▶ **GIVEN EXERCISE A**
From the excerpt on friction stir welding of stainless steel, list each welding process parameter at which defect-free joints were obtained, with its value.
▶ **GIVEN EXERCISE B**
According to the excerpt on friction stir welding of stainless steel, what load and dwell time were used for the Vickers hardness measurements?

▶ **EXCERPT TO READ**
-- Start --

Experimental Details

Materials and Welding Process

For friction stir welding experiments, 3-mm-thick ferritic stainless steel plates of composition (C-0.025, Si-0.51, Mn-0.82, P < 0.005, S-0.018, Cr-10.8, Ni-1.5, Mo-0.023 and Fe-balance) were used. The plates to be weld were machined to a dimension of 150 mm × 50 mm × 3 mm, and the butting edges of the plates were surface grinded for joining purpose. Prior to the welding, plates were placed rigidly on the machine bed with the help of fixture and wiped with acetone in order to make the faying surface free from dust, dirt, grease and other contaminations. A non-consumable tungsten carbide tool (Fig. 1a, b) was used for welding. The process parameters were optimized by trial experiments, and defect-free joints were obtained at a fixed tool tilt angle of 1°, tool rotational speed of 508 rpm and 20 mm/min traverse speed. Figure 1(c) represents the photograph of welded plate developed at optimized process parameters free from any surface defect. During welding, to avoid the deformation of tool material due to high temperature, a jet of compressed air was used for cooling of the tool.

Fig. 1

(a) Schematic of tool design, (b) tungsten carbide tool used for welding and (c) welded plates free from any surface defects

Characterization of the Weld Joint

The microstructural properties of the welded joint were characterized in light of optical microscopy, field emission scanning electron microscopy and x-ray diffraction analysis. Slices from the welded plate were prepared, and the transverse section of the joint was wet polished using silicon carbide emery papers up to 1500 grit size and finally cloth polished using Al₂O₃ polishing powder. For structural analysis, the polished samples were etched using Villela solution. A dewinter LT-23B optical microscope and quanta-200 field emission scanning electron microscope were used to reveal the structural features of the various zones. The Vickers microhardness profile was developed on the transverse section of the joint. The hardness was measured at the transverse section at midthickness of the welded plate using 200-g load and 10-s dwell time in such a way that the distance between two consecutive Vickers indents was 1 mm. The tensile specimen of the base metal and weld joint was prepared according to ASTM E8. The tensile testing was done using a vertical Instron tensile testing machine at strain rate of 6.66 × 10⁻⁴ s⁻¹. Further, the detailed study of fractured surface of the tensile test specimen was carried out using scanning electron microscopy.

-- End --

▶ **DATASET ENTRIES**
-- Start --

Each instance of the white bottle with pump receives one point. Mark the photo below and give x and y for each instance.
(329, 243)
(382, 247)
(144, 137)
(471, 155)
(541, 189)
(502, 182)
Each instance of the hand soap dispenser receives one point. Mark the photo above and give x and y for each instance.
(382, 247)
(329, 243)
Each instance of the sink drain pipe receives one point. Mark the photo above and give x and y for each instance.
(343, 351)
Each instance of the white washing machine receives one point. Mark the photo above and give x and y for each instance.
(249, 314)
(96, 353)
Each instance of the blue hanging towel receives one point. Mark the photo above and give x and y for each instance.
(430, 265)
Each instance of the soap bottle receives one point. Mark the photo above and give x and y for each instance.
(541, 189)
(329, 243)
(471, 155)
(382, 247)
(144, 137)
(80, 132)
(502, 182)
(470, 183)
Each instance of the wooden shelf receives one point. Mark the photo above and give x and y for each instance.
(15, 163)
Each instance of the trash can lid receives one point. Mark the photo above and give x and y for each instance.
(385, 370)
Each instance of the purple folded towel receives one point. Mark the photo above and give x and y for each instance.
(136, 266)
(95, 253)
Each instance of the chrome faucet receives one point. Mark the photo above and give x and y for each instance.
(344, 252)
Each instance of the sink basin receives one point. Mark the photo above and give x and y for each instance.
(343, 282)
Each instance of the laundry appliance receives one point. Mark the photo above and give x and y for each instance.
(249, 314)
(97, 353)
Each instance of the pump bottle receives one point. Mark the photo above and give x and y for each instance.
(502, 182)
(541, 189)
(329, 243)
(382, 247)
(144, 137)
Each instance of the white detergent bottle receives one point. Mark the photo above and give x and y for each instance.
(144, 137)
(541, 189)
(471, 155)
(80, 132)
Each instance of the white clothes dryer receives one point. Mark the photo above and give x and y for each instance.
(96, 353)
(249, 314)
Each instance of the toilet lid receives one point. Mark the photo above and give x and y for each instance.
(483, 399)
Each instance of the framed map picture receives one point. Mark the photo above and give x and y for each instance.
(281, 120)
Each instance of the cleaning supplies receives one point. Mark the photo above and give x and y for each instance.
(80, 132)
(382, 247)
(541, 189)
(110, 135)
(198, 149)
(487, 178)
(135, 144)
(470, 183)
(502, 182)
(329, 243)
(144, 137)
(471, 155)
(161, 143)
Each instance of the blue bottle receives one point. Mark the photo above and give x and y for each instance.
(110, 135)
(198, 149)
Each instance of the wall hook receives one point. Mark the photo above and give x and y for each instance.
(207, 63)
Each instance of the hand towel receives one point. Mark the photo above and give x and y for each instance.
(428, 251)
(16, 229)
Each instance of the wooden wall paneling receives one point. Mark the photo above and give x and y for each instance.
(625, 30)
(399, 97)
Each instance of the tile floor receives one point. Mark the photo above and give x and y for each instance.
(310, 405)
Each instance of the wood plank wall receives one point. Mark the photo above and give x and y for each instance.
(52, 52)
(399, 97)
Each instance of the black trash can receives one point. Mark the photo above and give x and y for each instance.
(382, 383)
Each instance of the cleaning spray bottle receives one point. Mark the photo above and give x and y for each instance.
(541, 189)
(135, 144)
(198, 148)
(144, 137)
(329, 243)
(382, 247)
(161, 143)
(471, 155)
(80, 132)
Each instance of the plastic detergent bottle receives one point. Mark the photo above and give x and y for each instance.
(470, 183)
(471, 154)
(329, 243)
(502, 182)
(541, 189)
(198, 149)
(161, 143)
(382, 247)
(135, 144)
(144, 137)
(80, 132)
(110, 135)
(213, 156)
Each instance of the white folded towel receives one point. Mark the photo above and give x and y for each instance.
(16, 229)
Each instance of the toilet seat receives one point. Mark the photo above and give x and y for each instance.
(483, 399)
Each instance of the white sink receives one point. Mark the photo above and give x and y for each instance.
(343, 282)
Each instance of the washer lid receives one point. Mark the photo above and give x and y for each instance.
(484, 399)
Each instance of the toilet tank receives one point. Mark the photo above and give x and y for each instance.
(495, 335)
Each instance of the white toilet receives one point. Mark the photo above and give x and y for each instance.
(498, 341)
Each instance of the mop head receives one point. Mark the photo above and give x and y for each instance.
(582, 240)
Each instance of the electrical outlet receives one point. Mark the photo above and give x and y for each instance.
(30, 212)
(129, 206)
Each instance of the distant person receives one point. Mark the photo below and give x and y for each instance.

-- End --

▶ **CORRECT OUTPUT A**
Tool tilt angle: 1°
Tool rotational speed: 508 rpm
Traverse speed: 20 mm/min

▶ **CORRECT OUTPUT B**
A 200-g load and a 10-s dwell time.